__GIVEN PASSAGE__:
This calendar was a wonderful gift and a great compliment to me that took a lot of time and thought to produce. Cynthia dipped into her photo archive but also set up new shots. I got to see not only my work in print but also Cynthia’s work. That made this calendar even more special.
The 2019 Getting Things Sewn calendar has reminded where I’ve been and how far I’ve come.
Those two jackets, sewn about fifteen years ago, represent a watershed moment in my tailoring skills–but 27″ is much too long for my 5″ 1″ height. Sadly, these jackets are wardrobe orphans.
That swing coat is too full and long for me and the patch pockets are too big and placed too low. A couple of years after that photo was taken, I brought the coat to a patternmaking teacher who took the excess fullness out of the pattern while retaining the swingy feel, scaled to my proportions. The revised pattern awaits testing.
My striped linen blouse is nicely sewn, but now I see how cool and light colors should not be the basis for my wardrobe. Warm, deep colors are better on me.
As I look ahead to a 2020 calendar I’m thinking about what would be very satisfying to see represented. Beautiful outfits? Rooms graced by home dec sewing successes? An improved sewing room with a project in progress? All sound good.
A calendar can be a good way to reflect on past accomplishments and also provide inspiration for the coming year.
There are few things I love more than having a good project. I love projects with the keenness of Fame(US), the border collie who won the Westminster Kennel Club agility championship recently:
Maybe I was a border collie in a previous life.
But despite my love for projects–sewing and other kinds–I don’t have a stellar track record for completing them–hence my reading books like Finish, by Jon Acuff, for insights.
And now I’m working my way through The Productivity Project, by Chris Bailey, in the hopes of picking up pointers from someone who spent a whole year devoted singlemindedly to the pursuit of, basically, project management.
My project management has had less in common with Fame(US) the border collie and more with Olly the Jack Russell terrier at Crufts last year: excited but prone to distraction:
But recently I came up with a new tool for myself that just may advance me in the project agility class.
I was noodling around with my favorite tool–a mind map– while I was waiting for the dryer repairman to call and then show up the other morning. While I had one ear cocked for the phone and then for the knock on the door I wanted to answer this pressing question:
How come some of my projects get done, some get only half-done, and some are never started even though they retain a tantalizing glow of possibility?
So, what is a project, anyway? I asked myself. I started listing every aspects of a task–a single unit of a project–that I could think of.
Take space, for instance. Every task requires space. But different tasks have different space requirements:
Not very much
Clean work or messy work
Fixed location or movable location
Example: cleaning the fridge can be done in only one place
Example: sorting papers can be done in several places
Amount of time the space is needed
Amount of disruption while the space is used
Amount and type of lighting needed: task lighting? Natural light?
And then there’s time:
Can the task be done all in one go, quickly?

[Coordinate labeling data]
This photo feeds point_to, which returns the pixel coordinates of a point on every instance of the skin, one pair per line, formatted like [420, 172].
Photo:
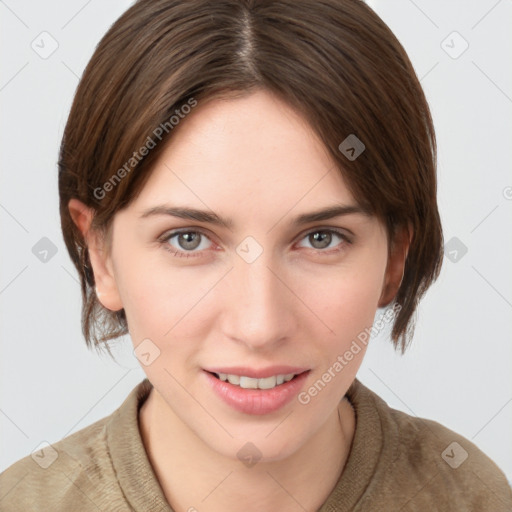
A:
[257, 162]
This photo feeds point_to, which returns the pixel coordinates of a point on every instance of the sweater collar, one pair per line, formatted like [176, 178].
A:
[142, 489]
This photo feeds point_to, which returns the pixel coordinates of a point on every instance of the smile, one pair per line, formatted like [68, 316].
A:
[252, 383]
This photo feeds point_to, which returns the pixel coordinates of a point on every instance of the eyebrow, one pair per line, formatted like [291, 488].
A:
[211, 217]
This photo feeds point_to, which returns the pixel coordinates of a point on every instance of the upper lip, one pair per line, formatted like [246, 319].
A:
[260, 373]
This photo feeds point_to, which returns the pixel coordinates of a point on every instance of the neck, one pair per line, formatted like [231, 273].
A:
[195, 477]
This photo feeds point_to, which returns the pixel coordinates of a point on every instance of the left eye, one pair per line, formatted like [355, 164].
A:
[322, 238]
[188, 241]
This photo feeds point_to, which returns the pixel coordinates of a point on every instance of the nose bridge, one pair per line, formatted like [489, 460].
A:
[260, 310]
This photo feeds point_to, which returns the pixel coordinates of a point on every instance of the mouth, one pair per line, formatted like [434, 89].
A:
[246, 382]
[256, 392]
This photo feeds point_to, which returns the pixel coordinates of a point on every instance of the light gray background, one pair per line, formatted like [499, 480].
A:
[458, 370]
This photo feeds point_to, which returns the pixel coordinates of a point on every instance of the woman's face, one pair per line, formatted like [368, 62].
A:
[259, 293]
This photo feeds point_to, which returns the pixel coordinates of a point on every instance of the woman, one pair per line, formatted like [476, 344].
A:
[243, 184]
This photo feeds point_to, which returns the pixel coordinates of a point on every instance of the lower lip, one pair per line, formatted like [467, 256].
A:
[256, 401]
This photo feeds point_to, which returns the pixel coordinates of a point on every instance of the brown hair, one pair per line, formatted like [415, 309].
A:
[334, 61]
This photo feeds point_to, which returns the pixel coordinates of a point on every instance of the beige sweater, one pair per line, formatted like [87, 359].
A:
[397, 463]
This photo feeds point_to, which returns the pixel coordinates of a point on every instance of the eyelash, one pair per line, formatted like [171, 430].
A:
[191, 254]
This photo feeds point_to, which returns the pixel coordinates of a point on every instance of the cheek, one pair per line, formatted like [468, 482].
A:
[160, 299]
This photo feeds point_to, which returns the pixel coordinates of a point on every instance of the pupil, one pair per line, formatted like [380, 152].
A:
[323, 237]
[189, 240]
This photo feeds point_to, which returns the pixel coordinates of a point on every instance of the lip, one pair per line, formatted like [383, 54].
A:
[256, 401]
[261, 373]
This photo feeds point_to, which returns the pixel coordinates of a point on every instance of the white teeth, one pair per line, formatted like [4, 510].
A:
[251, 383]
[234, 379]
[267, 383]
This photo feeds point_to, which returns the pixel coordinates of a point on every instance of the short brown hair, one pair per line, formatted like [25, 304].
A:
[334, 61]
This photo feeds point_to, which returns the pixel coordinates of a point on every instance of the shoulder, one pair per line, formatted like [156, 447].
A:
[73, 474]
[430, 465]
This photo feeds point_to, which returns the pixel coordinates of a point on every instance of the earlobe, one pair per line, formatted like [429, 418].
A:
[396, 266]
[104, 279]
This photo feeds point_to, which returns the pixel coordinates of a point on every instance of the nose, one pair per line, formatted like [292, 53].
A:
[260, 311]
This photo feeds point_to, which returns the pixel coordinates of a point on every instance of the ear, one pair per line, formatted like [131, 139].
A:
[106, 287]
[397, 256]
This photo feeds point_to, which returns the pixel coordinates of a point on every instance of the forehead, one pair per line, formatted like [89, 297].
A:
[251, 153]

__SET TASK 1__:
In the passage, what tool was the writer using while waiting for the dryer repairman?
__SET TASK 2__:
Copy the passage word for word from "My striped linen" up to and including "the coming year.".
The items have no role in this.

__CORRECT RESULT 1__:
A mind map.

__CORRECT RESULT 2__:
My striped linen blouse is nicely sewn, but now I see how cool and light colors should not be the basis for my wardrobe. Warm, deep colors are better on me.
As I look ahead to a 2020 calendar I’m thinking about what would be very satisfying to see represented. Beautiful outfits? Rooms graced by home dec sewing successes? An improved sewing room with a project in progress? All sound good.
A calendar can be a good way to reflect on past accomplishments and also provide inspiration for the coming year.